## [SOURCE EXTRACT]
────────────────

Mr and Mrs Dove is a 1921 short story by Katherine Mansfield.

Plot summary

Reginald is returning to Rhodesia the next day; it is his last day in England. Again he thinks of Anne; then he goes to Colonel Proctor's to say goodbye, and he is greeted by Anne, her parents being away. On seeing him she gives out a peal of laughter, then he tells her he is leaving. They both of them look at her doves; Mr Dove is always running after Mrs Dove. Reginald asks her if she likes him, and she says she cannot marry him; her partner shows up; on parting she calls him again, and he goes back to her, as Mr Dove would do.

Characters

  • Reginald, the young man; he works on a fruit farm in Rhodesia. He is wan-looking because of his job.
  • Anne, the coveted girl. She is Colonel Proctor's daughter, and she lives in England with her parents.
  • Colonel Proctor, Anne's father.
  • Uncle Alick, deceased.

────────────────

## [Object pointing dataset rows]
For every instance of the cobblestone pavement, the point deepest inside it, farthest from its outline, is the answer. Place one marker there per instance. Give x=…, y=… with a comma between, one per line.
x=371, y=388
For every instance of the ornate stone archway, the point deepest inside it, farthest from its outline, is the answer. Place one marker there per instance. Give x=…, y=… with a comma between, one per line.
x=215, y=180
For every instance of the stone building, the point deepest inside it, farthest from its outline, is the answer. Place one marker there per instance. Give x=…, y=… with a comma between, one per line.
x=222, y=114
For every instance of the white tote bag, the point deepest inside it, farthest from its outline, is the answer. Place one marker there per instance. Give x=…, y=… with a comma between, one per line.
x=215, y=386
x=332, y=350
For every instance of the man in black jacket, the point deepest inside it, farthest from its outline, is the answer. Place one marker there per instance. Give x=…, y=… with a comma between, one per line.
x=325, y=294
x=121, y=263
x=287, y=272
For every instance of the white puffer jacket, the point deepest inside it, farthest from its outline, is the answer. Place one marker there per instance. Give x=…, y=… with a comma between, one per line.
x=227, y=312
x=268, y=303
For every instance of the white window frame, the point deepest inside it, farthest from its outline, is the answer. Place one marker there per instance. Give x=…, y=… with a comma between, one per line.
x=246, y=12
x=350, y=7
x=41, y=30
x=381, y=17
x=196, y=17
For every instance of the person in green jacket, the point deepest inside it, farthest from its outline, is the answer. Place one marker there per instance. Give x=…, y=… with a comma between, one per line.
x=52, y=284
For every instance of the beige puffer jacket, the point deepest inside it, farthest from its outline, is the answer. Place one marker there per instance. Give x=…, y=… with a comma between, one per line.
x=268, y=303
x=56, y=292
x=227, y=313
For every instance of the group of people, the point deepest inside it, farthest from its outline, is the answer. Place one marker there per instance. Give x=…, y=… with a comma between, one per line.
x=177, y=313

────────────────

## [TASK LIST]
(a) In the Mr and Mrs Dove summary, what kind of work does Reginald do in Rhodesia?
(b) Using the Mr and Mrs Dove summary, explain why Anne is the one who greets Reginald when he goes to Colonel Proctor's to say goodbye.

## [ANSWERS TO THE EXERCISE]
(a) He works on a fruit farm.

(b) Anne greets Reginald because her parents are away.